Obiettivo A → Calcola quante righe dei record contengono la parola "wooden", tenendo conto di maiuscole e minuscole, e riporta soltanto il numero.

Brano scelto →
+++

Chi scrive queste righe, giusto una ventina di anni fa si trovava, dopo essere stato l’ultimo segretario del PCI di Portoferraio, ad essere, senza soluzione di continuità, il primo segretario del neonato PDS portoferraiese; stava cioè su una “sediaccia” (poltrone in Piazza della Repubblica 4 non ce ne erano proprio), che a scadenza quinquennale, quando c’era da approntare la lista per le elezioni amministrative, diventava più scomoda e rovente, perché diverso, rispetto ad oggi, era il rapporto fiduciario tra i cittadini ed i partiti e da chi guidava la prima forza della sinistra ci si attendevano delle indicazioni, se non decisive, almeno“pesanti”.
Sindaco uscente era Giovanni Fratini, che stava compiendo il suo (non continuativo) terzo mandato. Qualcuno nel PDS puntava già da tempo ad una sua riconferma, io avevo idee differenti, pensavo che erano maturi i tempi per un rinnovamento, ed in questo senso agii per diversi mesi, inutilmente, perché non solo non si concretizzò l’alleanza (a sinistra) per la quale lavoravo, ma soprattutto non emerse la figura del possibile nuovo sindaco.
Così accadde che una domenica pomeriggio, ai tavoli del Ristorante Il Garibaldino (lato Piazza Cavour), davanti ad una pizza e con le rispettive consorti accanto, dissi a Giovanni che avevo cambiato idea, che per me doveva continuare per altri cinque anni (cosa che poi accadde) anche e soprattutto per preparare la sua successione aiutando a crescere un nuovo gruppo di amministratori.
Qualcuno, immagino, si starà chiedendo perché mai mi sono messo a raccontare una storia così poco interessante e tanto vecchia da riferirsi ad un tempo in cui non erano ancora nati i più giovani elettori che voteranno il prossimo sindaco portoferraiese, calma, che ci arrivo.
Il fatto è che mi è venuto da immedesimarmi (mutatis mutandis) in chi oggi ricopre un ruolo assimilabile al mio dell’epoca, nell’approssimarsi della scadenza elettorale.

+++

Materiale di partenza →

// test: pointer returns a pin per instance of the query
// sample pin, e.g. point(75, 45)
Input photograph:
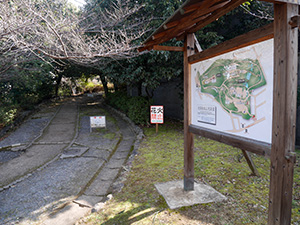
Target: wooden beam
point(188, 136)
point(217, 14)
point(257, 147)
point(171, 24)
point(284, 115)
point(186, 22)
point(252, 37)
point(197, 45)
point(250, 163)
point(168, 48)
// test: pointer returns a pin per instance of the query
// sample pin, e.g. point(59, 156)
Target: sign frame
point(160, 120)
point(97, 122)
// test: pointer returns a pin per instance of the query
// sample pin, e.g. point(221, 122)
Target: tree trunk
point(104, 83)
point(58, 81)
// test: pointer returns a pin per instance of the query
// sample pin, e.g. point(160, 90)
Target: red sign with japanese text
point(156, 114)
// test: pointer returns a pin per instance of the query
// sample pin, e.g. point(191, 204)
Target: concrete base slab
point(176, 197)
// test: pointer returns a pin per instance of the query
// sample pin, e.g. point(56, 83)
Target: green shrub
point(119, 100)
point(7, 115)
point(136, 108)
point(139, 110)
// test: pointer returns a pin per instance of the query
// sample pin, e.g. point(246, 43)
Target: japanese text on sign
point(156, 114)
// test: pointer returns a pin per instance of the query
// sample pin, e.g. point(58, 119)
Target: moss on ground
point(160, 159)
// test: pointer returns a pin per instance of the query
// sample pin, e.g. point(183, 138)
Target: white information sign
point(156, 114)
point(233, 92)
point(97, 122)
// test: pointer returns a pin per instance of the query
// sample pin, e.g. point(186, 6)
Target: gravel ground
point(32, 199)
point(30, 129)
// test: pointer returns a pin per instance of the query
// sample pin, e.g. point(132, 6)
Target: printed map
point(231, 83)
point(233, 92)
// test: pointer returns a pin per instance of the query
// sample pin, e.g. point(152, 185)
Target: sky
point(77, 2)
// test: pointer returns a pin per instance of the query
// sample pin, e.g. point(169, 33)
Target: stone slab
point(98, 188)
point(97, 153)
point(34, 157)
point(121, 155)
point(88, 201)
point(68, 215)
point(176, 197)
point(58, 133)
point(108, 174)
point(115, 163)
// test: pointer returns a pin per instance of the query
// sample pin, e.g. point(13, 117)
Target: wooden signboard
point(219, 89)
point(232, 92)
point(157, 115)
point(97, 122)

+++

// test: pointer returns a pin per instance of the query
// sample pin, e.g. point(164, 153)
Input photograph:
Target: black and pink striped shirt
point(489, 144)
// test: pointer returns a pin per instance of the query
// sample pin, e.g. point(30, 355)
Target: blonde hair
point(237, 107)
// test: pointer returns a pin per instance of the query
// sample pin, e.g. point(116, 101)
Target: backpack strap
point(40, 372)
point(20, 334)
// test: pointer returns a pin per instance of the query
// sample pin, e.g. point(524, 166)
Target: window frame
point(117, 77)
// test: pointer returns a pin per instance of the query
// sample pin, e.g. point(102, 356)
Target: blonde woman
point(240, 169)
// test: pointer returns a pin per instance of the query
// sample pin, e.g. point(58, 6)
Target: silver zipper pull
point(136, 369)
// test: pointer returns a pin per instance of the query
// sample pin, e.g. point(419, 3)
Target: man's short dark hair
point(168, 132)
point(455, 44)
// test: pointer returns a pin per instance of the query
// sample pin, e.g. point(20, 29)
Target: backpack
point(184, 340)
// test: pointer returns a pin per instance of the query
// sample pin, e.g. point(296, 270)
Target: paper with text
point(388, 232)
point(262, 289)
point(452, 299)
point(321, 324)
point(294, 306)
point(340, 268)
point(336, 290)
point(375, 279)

+++

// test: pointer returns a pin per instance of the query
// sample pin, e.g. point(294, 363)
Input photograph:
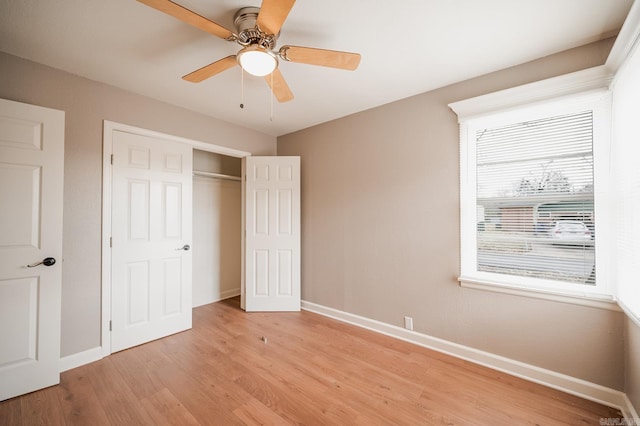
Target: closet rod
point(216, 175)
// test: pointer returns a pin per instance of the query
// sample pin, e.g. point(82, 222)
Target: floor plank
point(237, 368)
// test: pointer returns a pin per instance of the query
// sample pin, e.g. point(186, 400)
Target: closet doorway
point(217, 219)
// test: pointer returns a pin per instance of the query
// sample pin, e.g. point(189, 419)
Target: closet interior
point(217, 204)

+++

Obiettivo B → Stabilisci se ciascuna delle seguenti affermazioni concorda con il brano sulle elezioni a Portoferraio, rispondendo sì o no e citando alla lettera le parole del brano che lo decidono. (i) Giovanni Fratini era il sindaco uscente e stava svolgendo il suo terzo mandato. (ii) Il colloquio al Ristorante Il Garibaldino si svolse un sabato sera. (iii) Chi scrive era stato l'ultimo segretario del PCI di Portoferraio.

Risposta scritta A → 2

Risposta scritta B →
(i) Sì: «Sindaco uscente era Giovanni Fratini, che stava compiendo il suo (non continuativo) terzo mandato.»
(ii) No: «una domenica pomeriggio, ai tavoli del Ristorante Il Garibaldino»
(iii) Sì: «dopo essere stato l’ultimo segretario del PCI di Portoferraio»